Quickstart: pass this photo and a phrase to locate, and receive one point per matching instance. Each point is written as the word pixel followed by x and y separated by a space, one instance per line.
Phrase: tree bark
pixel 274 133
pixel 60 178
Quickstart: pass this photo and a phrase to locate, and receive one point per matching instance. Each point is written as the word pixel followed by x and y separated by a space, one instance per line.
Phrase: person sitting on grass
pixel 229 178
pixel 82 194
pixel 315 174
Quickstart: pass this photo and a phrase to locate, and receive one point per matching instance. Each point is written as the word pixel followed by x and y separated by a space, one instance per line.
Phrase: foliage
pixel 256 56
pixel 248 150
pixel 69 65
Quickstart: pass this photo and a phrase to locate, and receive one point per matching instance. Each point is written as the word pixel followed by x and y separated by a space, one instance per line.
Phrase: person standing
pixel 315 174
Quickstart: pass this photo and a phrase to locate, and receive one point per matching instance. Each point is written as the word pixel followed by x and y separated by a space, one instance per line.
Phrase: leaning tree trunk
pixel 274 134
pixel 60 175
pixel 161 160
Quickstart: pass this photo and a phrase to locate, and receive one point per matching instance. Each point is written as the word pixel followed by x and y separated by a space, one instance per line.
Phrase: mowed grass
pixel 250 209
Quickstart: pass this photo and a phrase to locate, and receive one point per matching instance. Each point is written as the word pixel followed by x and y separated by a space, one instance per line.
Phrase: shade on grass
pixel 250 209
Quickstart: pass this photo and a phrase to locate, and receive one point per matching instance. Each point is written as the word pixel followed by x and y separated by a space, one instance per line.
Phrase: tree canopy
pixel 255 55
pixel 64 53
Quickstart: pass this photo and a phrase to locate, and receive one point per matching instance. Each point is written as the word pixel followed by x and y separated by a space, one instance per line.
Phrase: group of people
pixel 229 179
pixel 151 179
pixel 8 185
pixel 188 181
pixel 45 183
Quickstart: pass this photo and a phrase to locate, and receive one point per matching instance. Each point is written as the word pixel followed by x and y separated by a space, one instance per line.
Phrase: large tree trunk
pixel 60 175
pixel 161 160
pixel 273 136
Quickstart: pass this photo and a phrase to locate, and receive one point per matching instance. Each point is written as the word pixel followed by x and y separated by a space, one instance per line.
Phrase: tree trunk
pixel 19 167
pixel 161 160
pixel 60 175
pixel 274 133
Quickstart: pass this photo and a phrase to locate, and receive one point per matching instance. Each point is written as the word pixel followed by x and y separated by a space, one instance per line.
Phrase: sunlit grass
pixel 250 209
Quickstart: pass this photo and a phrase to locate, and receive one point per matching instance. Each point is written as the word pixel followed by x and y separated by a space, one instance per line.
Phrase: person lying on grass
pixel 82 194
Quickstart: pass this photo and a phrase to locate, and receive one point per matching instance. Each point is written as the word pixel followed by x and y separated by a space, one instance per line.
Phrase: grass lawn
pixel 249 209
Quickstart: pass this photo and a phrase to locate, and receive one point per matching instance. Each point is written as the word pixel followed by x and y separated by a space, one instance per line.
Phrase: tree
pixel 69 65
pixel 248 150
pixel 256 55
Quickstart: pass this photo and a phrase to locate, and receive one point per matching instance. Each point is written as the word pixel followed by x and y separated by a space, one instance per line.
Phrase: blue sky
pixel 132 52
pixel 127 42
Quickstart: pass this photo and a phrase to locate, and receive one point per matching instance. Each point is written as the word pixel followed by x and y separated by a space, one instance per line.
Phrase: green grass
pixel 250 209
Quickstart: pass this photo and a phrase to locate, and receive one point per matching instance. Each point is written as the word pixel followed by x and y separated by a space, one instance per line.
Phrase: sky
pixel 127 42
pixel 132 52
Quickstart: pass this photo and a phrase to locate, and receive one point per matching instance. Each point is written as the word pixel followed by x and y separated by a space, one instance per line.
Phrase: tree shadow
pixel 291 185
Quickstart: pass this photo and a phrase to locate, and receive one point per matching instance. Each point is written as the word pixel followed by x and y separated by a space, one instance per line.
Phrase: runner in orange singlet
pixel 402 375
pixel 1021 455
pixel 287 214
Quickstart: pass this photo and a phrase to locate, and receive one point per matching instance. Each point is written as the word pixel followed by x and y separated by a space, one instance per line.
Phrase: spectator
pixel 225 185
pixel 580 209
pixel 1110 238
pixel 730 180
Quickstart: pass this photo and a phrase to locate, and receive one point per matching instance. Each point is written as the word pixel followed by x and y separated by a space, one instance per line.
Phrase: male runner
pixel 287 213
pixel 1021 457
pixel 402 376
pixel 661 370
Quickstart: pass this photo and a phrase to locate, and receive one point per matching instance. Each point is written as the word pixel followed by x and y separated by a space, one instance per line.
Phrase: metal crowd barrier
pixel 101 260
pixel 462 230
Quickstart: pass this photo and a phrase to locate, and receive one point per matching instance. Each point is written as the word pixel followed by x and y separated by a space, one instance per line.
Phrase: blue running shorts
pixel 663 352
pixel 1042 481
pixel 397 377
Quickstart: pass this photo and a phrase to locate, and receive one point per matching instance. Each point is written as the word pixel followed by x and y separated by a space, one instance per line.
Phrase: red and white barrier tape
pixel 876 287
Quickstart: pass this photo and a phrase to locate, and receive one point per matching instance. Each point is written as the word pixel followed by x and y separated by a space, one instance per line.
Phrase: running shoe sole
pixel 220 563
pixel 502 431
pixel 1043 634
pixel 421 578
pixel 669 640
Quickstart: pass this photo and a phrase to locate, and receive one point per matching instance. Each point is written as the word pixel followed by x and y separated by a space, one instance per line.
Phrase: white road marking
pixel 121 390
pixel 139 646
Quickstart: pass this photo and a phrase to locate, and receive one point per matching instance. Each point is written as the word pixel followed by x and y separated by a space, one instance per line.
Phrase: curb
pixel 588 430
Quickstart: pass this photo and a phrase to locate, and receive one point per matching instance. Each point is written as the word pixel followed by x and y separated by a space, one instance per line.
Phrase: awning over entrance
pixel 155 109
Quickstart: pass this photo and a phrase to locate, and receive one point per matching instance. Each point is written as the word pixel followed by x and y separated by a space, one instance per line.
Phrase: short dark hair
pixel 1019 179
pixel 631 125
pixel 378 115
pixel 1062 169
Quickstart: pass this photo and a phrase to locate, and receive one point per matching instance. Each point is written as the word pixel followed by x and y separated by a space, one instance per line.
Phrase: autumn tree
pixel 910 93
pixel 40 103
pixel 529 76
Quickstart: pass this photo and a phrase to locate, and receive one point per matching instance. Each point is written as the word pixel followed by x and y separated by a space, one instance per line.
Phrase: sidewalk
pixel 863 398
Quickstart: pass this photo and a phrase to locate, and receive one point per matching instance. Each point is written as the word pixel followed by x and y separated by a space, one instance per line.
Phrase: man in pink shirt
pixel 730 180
^^^^^^^^
_WHAT TO WORK ON_.
Every line of the listing should be printed again exactly.

_RESULT FOR THIS TASK_.
Quickstart: pass this photo and a phrase to locate, and receive one point per matching instance. Each point is written as the word pixel followed by x and y separated by a space, one instance per line.
Phrase: tree bark
pixel 274 133
pixel 60 178
Quickstart: pass this photo and a phrase to locate, and receive one point per matching instance. Each point is written as the word pixel followed by x and y separated by a space, one instance per line.
Phrase: person sitting on grass
pixel 229 178
pixel 82 194
pixel 315 174
Quickstart: pass this photo and a phrase to locate, and receive one point per matching instance. Each point is written as the word pixel followed by x and y separated by a space, one instance per line.
Phrase: foliage
pixel 256 56
pixel 248 150
pixel 69 65
Quickstart: pass this photo and a phrase to locate, and receive one point per matching instance. Each point is written as the word pixel followed by x and y separated by a space, one instance per line.
Phrase: person standing
pixel 315 174
Quickstart: pass this photo and a phrase to locate, and receive one point per matching instance. Each point is written as the word pixel followed by x and y separated by a space, one instance per line.
Phrase: leaning tree trunk
pixel 274 134
pixel 60 175
pixel 161 160
Quickstart: pass this photo and a phrase to locate, and receive one point per matching instance. Each point is written as the word pixel followed by x and y separated by a space, one instance per line.
Phrase: mowed grass
pixel 250 209
Quickstart: pass this photo and a phrase to locate, and receive one point per matching instance. Each point is written as the word pixel followed by x and y separated by a space, one instance per line.
Phrase: shade on grass
pixel 250 209
Quickstart: pass this photo and a phrase to locate, and receive one point per matching instance. Each point is written as the word pixel followed by x and y separated by a space, one instance per line.
Phrase: tree canopy
pixel 255 55
pixel 64 53
Quickstart: pass this photo and a phrase to locate, and receive one point per matching instance. Each point is written as the word pixel followed by x and y separated by a space, one instance per line.
Phrase: group of people
pixel 229 179
pixel 151 179
pixel 8 185
pixel 188 181
pixel 45 183
Quickstart: pass this photo and a phrase to locate, and receive one point per matching instance. Each point is written as the word pixel followed by x and y separated by a space, one instance per line.
Phrase: large tree trunk
pixel 60 175
pixel 161 160
pixel 273 136
Quickstart: pass this photo and a phrase to locate, and receive one point per matching instance. Each point is written as the word pixel followed by x and y separated by a space, one instance per line.
Phrase: tree trunk
pixel 19 167
pixel 161 160
pixel 60 175
pixel 274 133
Quickstart: pass this photo and a phrase to locate, and receive one point per matching instance. Each point is written as the word pixel followed by x and y separated by a space, one instance per line.
Phrase: sunlit grass
pixel 250 209
Quickstart: pass this photo and a phrase to locate, and receive one point per matching instance. Each point is written as the word pixel followed by x and y separated by a space, one instance per line.
Phrase: person lying on grass
pixel 82 194
Quickstart: pass this photo and a phrase to locate, and receive one point per matching instance. Each point is written as the word pixel followed by x and y separated by a space, one instance per line.
Phrase: grass lawn
pixel 249 209
Quickstart: pass this photo and a phrase to locate, and receive one point per matching instance. Each point is written as the word pixel followed by x and y separated by a space, one instance per line.
Phrase: tree
pixel 69 65
pixel 248 150
pixel 256 55
Quickstart: pass this photo and a phrase to locate, and receive one point per matching instance. Each point is written as the word pixel followed by x and y separated by a space, one instance per line.
Phrase: blue sky
pixel 132 52
pixel 127 42
Quickstart: pass this photo and a phrase to locate, and receive one point per matching instance. Each point is written as the word pixel followed by x and y separated by a space, one instance per line.
Phrase: green grass
pixel 250 209
Quickstart: pass this photo and a phrase to locate, and receive one point per matching instance. Each point is written as the word pixel followed by x and y separated by a space, one instance per line.
Phrase: sky
pixel 127 42
pixel 132 52
Quickstart: pass this photo and a phrase to locate, and receive one point per matching instance. Each point is written as the word pixel followed by x and y separated by a space, one instance per line.
Phrase: tree shadow
pixel 291 185
Quickstart: pass this photo and a phrase to locate, and receive one point per matching instance. Each point is written as the word pixel followed by x and y separated by a space, one instance per line.
Phrase: runner in orange singlet
pixel 402 375
pixel 1021 455
pixel 287 214
Quickstart: pass this photo and a phrase to locate, and receive one point per matching instance. Each point is written as the word pixel followed by x and y separated by a space, one instance per line.
Phrase: spectator
pixel 225 185
pixel 580 209
pixel 1110 238
pixel 730 180
Quickstart: pass this photo and a phrase to locate, and receive one point per matching instance. Each point is written as the word pixel followed by x and y separated by a space, one instance per line.
Phrase: male runner
pixel 287 213
pixel 1021 457
pixel 402 376
pixel 661 370
Quickstart: pass this photo and a phrase to locate, and receive one point per matching instance. Each point is written as the word pixel followed by x and y separated by a space, one instance per line.
Phrase: metal crowd barrier
pixel 101 260
pixel 462 230
Quickstart: pass this photo and a phrase to locate, and receive one point per matching instance. Each point is written as the word pixel followed by x and y separated by a space, one instance per line.
Phrase: blue running shorts
pixel 663 352
pixel 1042 481
pixel 397 377
Quickstart: pass this photo and a phrase to locate, and receive one point per matching instance. Each point is written as the word pixel followed by x and y separated by a space, one instance per line.
Phrase: red and white barrier tape
pixel 876 287
Quickstart: pass this photo and a phrase to locate, and receive one point per matching instance. Each point is written as the word pixel followed by x and y separated by a space, one instance per line.
Phrase: running shoe sole
pixel 220 563
pixel 502 431
pixel 1043 634
pixel 421 578
pixel 669 640
Quickstart: pass this photo and a phrase to locate, and receive one point per matching instance. Each point is written as the word pixel followed by x and y separated by a space, one instance per line.
Phrase: white road marking
pixel 121 390
pixel 139 646
Quickstart: pass this photo and a phrase to locate, and receive one point per matching instance. Each point is written as the word pixel followed by x and y separated by a space, one instance per line.
Phrase: curb
pixel 588 430
Quickstart: pass this photo and a phrase to locate, and receive one point per matching instance. Each point is written as the word pixel followed by x and y separated by a space, one instance per line.
Phrase: awning over entrance
pixel 155 109
Quickstart: pass this photo and a phrase to locate, and receive one point per matching instance. Each point is written as the word pixel followed by x and y separated by a space, one instance per line.
Phrase: short dark hair
pixel 1019 179
pixel 631 125
pixel 378 115
pixel 1062 169
Quickstart: pass this photo and a phrase to locate, and receive one point per matching instance. Each point is written as the word pixel followed by x and y separated by a space, one instance per line.
Phrase: autumn tree
pixel 910 93
pixel 40 103
pixel 529 76
Quickstart: pass this photo and a phrase to locate, and receive one point per matching instance. Each point is written as the word pixel followed by x and y separated by a space, one instance per line.
Phrase: sidewalk
pixel 863 398
Quickstart: pass this photo and a phrase to locate, and receive one point per matching instance. Each point is written as the word pixel followed by x and y separated by a space, one instance per line.
Phrase: man in pink shirt
pixel 730 180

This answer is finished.